#### [抜粋]

▼▼▼

やまもとのグレーゾーン

札幌の絵描き山本雄基のきまぐれ雑感と日常。

2018年04月

気に入ってるのに、いつまでたっても覚えられない特定の単語がある。
覚えられないので、使いたい時にでてこない。
いい加減困るのでここにメモしておく。

・「アウトロー」(思い出そうとすると、「アナーキー」になっちゃう) 
・「五丈原」(好きなラーメン屋の名前。) 

 共通のパターンがあるわけでもないのに、
どうしてもこの2つの単語だけ記憶に定着しないんだろう。謎だ。

僕はニワカではあるが、スピルバーグのファンで、任天堂のファンなのだ。
なので、先週4月20日金曜日って、レディプレイヤー1の公開初日かつ、ニンテンドーラボの発売日という、そんなこと滅多にねえよという、夢のような日だったのだ。

映画は前日すでに席予約済み、ラボはひと月前から予約済みで万全の準備しつつもまあ落ち着かない。

▲▲▲

#### [やること]
抜粋によると、4月20日金曜日には何と何が重なったか。

#### [記録データ]
▼▼▼

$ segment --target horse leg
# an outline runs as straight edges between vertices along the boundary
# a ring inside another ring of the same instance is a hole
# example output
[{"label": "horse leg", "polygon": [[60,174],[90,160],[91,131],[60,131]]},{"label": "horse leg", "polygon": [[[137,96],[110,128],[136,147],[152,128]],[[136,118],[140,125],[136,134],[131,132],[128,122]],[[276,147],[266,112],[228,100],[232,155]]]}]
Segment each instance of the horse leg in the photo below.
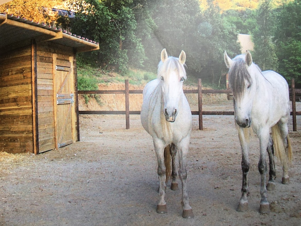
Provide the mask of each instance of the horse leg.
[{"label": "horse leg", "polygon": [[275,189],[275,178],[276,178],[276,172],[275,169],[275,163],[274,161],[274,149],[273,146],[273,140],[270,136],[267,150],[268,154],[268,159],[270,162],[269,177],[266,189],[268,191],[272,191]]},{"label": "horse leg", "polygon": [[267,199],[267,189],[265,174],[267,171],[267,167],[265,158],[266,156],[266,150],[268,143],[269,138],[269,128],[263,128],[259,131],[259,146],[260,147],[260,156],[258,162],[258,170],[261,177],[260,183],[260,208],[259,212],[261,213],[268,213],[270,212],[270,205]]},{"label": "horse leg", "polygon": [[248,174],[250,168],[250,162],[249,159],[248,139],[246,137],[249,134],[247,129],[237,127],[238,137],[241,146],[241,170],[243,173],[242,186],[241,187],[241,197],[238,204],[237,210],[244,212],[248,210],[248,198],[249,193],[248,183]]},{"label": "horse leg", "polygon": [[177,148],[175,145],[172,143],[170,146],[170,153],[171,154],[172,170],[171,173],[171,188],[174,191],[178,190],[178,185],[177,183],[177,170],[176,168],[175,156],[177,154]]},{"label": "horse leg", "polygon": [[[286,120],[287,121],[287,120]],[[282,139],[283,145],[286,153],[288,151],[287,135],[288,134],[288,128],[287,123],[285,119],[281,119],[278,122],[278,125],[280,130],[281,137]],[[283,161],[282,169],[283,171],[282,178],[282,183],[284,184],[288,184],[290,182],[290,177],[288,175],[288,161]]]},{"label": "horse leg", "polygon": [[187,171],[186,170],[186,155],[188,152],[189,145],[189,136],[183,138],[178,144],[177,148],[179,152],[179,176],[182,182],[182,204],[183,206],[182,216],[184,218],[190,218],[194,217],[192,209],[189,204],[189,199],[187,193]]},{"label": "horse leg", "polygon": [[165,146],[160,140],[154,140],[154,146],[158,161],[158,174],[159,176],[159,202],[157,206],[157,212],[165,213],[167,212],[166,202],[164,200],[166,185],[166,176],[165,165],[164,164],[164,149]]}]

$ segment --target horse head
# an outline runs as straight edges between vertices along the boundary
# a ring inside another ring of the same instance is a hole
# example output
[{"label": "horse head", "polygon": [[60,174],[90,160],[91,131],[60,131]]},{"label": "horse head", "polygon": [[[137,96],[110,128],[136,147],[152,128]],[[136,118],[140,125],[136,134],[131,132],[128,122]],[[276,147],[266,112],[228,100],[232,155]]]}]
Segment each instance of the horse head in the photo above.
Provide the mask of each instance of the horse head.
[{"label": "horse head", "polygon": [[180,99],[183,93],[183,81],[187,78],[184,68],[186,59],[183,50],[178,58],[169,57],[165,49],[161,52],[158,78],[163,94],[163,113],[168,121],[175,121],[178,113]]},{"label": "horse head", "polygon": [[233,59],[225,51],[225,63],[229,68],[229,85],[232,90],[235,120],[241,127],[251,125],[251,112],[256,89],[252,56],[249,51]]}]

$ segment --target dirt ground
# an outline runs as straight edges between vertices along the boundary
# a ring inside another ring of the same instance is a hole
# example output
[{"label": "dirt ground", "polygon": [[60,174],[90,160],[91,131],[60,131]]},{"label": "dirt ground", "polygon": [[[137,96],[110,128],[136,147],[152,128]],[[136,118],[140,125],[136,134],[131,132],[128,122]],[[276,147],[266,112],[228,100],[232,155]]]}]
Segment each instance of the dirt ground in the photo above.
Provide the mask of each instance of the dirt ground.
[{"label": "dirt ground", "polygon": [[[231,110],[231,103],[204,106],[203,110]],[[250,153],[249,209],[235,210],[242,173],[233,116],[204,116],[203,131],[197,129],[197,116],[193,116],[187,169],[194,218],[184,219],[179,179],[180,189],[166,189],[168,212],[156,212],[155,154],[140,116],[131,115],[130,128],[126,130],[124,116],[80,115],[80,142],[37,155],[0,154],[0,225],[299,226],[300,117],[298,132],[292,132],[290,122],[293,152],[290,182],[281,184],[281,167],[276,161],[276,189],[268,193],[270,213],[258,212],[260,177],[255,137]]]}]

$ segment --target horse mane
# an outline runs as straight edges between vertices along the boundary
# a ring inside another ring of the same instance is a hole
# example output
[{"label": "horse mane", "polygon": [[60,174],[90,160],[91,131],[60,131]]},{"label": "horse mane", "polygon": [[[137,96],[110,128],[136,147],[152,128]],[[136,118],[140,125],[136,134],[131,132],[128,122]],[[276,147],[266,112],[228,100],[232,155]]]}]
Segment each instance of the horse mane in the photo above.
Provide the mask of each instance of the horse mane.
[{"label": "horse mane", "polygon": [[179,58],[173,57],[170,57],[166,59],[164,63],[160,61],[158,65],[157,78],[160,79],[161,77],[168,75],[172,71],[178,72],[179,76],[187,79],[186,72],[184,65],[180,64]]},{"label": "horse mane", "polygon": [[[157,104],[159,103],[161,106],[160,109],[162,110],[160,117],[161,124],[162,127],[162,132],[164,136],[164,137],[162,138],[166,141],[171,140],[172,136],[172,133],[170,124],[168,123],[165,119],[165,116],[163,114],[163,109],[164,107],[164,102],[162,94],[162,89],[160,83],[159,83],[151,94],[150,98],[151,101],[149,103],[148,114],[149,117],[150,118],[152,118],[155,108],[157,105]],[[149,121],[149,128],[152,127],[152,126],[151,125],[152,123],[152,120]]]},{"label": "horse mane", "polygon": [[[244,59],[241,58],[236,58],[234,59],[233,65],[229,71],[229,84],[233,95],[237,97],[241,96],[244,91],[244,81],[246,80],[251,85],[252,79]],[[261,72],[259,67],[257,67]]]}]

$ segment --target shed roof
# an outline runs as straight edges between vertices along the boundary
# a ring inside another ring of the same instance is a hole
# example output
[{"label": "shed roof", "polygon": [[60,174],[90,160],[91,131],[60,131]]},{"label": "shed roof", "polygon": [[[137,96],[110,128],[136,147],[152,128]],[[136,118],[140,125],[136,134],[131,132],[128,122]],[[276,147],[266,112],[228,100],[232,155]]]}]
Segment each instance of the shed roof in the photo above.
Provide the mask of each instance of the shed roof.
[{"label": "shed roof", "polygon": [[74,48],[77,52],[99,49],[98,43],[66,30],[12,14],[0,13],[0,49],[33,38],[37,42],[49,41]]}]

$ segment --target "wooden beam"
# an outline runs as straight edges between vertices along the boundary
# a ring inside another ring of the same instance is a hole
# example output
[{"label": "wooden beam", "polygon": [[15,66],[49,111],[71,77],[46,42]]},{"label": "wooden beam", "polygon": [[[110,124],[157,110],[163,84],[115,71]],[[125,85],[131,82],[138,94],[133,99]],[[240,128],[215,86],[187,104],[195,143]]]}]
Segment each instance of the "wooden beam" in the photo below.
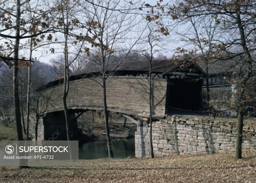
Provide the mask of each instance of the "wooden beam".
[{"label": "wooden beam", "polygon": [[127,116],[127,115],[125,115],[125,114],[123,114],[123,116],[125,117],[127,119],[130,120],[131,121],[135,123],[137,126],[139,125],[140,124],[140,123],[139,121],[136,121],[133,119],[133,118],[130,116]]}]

▲▲▲
▼▼▼

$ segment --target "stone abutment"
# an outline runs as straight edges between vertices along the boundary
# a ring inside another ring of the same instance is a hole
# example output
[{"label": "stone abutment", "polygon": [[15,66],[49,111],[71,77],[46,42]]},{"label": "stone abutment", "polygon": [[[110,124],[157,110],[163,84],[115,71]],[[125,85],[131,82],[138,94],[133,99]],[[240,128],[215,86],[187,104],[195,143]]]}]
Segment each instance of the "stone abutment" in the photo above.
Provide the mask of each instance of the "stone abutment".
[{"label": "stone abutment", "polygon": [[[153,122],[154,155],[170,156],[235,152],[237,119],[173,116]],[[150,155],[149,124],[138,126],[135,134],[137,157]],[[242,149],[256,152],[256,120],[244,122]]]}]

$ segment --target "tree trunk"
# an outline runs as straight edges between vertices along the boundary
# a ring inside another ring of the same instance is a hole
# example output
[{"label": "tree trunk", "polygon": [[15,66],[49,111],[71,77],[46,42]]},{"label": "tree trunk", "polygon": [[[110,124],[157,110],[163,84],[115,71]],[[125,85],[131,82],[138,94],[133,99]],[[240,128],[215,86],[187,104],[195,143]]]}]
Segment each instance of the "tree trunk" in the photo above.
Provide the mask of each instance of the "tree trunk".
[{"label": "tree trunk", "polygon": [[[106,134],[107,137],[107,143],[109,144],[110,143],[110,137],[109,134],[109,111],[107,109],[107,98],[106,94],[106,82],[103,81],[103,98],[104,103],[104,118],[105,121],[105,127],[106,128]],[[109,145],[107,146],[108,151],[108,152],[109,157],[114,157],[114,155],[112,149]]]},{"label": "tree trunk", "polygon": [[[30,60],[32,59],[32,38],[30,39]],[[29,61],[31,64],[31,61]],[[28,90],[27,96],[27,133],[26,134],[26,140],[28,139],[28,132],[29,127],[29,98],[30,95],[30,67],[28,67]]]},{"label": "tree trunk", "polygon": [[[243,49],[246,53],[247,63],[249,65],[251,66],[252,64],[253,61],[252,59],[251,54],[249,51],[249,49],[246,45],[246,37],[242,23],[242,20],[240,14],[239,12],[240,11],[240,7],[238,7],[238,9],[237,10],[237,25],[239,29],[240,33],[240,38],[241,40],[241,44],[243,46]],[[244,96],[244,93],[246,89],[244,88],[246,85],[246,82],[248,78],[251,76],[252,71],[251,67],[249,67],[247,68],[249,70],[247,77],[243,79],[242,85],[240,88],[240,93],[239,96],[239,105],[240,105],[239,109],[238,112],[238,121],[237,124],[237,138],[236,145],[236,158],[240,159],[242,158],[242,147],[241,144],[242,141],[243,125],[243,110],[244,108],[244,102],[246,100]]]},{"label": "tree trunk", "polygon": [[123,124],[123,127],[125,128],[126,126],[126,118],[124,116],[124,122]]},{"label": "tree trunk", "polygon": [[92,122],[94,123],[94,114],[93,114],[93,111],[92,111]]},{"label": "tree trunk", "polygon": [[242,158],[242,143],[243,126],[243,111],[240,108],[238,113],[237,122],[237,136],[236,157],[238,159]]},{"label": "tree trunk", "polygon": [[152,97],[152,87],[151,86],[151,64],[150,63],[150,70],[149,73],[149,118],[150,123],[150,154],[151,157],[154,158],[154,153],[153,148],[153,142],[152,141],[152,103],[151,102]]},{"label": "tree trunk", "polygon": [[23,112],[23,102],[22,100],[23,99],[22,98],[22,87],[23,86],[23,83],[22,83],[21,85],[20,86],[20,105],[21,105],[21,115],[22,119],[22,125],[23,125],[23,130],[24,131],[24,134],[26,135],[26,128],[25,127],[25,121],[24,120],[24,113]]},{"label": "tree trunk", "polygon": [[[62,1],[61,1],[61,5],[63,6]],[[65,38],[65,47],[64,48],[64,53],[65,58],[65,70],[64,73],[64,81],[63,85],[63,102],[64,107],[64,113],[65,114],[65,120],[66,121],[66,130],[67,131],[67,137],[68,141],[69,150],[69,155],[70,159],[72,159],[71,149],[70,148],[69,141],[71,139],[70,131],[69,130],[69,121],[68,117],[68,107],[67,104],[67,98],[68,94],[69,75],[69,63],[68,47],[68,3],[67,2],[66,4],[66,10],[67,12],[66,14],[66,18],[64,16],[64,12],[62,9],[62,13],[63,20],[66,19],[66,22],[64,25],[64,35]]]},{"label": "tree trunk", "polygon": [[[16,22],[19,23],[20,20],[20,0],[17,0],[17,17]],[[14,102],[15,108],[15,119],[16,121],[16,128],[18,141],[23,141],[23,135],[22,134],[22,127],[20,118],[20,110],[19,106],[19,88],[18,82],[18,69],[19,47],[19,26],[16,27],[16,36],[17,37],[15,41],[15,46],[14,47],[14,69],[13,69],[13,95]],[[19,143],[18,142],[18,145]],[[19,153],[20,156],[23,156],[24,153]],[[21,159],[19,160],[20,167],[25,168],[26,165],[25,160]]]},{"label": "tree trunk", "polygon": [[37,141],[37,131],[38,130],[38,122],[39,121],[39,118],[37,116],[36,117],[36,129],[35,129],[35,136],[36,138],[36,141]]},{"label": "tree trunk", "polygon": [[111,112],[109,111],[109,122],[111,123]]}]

▲▲▲

#### [解答例]
レディプレイヤー1の公開初日とニンテンドーラボの発売日が重なった。